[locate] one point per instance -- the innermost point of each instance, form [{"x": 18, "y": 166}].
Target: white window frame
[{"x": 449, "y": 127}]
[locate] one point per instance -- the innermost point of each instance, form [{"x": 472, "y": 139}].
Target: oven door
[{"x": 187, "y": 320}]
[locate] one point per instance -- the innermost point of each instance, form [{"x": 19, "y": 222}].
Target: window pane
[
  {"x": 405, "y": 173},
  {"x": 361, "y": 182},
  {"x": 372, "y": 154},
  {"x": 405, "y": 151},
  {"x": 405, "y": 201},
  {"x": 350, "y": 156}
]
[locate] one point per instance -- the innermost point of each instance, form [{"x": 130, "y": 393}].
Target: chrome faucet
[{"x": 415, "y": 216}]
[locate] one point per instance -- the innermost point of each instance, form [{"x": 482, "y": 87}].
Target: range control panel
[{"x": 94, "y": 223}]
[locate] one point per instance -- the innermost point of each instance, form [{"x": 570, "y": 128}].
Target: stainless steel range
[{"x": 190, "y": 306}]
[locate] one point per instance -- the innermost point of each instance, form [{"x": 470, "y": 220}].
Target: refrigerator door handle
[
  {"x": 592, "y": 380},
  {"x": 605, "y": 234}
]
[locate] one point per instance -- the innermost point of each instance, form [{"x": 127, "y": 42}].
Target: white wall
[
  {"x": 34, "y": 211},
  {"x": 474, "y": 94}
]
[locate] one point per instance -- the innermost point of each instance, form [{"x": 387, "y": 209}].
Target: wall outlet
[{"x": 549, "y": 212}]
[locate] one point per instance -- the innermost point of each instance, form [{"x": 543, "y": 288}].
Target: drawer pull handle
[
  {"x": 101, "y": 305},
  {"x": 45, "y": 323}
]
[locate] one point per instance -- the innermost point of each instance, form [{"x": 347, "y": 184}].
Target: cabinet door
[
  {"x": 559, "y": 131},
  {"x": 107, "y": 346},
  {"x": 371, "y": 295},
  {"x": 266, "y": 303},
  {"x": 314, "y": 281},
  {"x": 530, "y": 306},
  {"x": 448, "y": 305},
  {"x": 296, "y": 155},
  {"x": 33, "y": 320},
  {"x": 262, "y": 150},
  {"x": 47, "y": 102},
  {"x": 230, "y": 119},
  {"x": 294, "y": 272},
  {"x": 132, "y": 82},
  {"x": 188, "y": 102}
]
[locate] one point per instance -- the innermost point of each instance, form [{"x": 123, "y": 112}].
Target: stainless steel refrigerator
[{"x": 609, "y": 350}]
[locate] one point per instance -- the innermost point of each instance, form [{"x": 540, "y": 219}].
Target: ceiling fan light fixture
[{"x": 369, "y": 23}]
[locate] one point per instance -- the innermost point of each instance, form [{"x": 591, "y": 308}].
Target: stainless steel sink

= = =

Aim of the exercise: All of the records must be retyped exactly as they are.

Solution:
[locate] one point per instance -- the innermost point of each instance, form [{"x": 18, "y": 166}].
Target: white window frame
[{"x": 449, "y": 127}]
[locate] one point per instance -- the innermost point of each instance, form [{"x": 472, "y": 139}].
Target: oven door
[{"x": 187, "y": 320}]
[locate] one point per instance -- the innermost point of each instance, form [{"x": 19, "y": 222}].
Target: window pane
[
  {"x": 405, "y": 173},
  {"x": 361, "y": 182},
  {"x": 372, "y": 154},
  {"x": 405, "y": 151},
  {"x": 405, "y": 201},
  {"x": 350, "y": 156}
]
[locate] one point per instance -- the innermost point of each instance, form [{"x": 130, "y": 393}].
Target: chrome faucet
[{"x": 415, "y": 216}]
[locate] one point per instance -- the innermost point of each instance, form [{"x": 482, "y": 87}].
Target: range control panel
[{"x": 94, "y": 223}]
[locate] one point per instance -- the innermost point of each instance, form [{"x": 570, "y": 128}].
Target: stainless steel range
[{"x": 190, "y": 306}]
[locate] one point per instance -- the innermost point of each instance, form [{"x": 470, "y": 220}].
Target: refrigerator door handle
[
  {"x": 592, "y": 380},
  {"x": 605, "y": 234}
]
[locate] one point per instance -- the innermost point of each instance, form [{"x": 127, "y": 42}].
Target: white wall
[
  {"x": 34, "y": 211},
  {"x": 474, "y": 94}
]
[locate] one point per instance -- the innermost point of each instance, form [{"x": 387, "y": 209}].
Target: wall outlet
[{"x": 549, "y": 212}]
[locate] one point per instance -- the innermost point of each instance, form [{"x": 543, "y": 288}].
Target: drawer pull handle
[
  {"x": 101, "y": 305},
  {"x": 45, "y": 323}
]
[locate] one point per instance -- the innermost point of each instance, form [{"x": 347, "y": 184}].
Target: cabinet door
[
  {"x": 559, "y": 131},
  {"x": 107, "y": 346},
  {"x": 371, "y": 295},
  {"x": 266, "y": 303},
  {"x": 314, "y": 281},
  {"x": 530, "y": 306},
  {"x": 448, "y": 305},
  {"x": 296, "y": 155},
  {"x": 33, "y": 320},
  {"x": 262, "y": 150},
  {"x": 47, "y": 102},
  {"x": 230, "y": 119},
  {"x": 294, "y": 272},
  {"x": 132, "y": 82},
  {"x": 188, "y": 102}
]
[locate] one point per instance -- the innermost point of each instance, form [{"x": 123, "y": 112}].
Target: stainless steel refrigerator
[{"x": 609, "y": 350}]
[locate] one point per instance -- the innermost point of each instance, form [{"x": 540, "y": 219}].
Target: ceiling fan light fixture
[{"x": 369, "y": 23}]
[locate] one point per instance -- the innermost point of each instance, form [{"x": 591, "y": 308}].
Target: stainless steel sink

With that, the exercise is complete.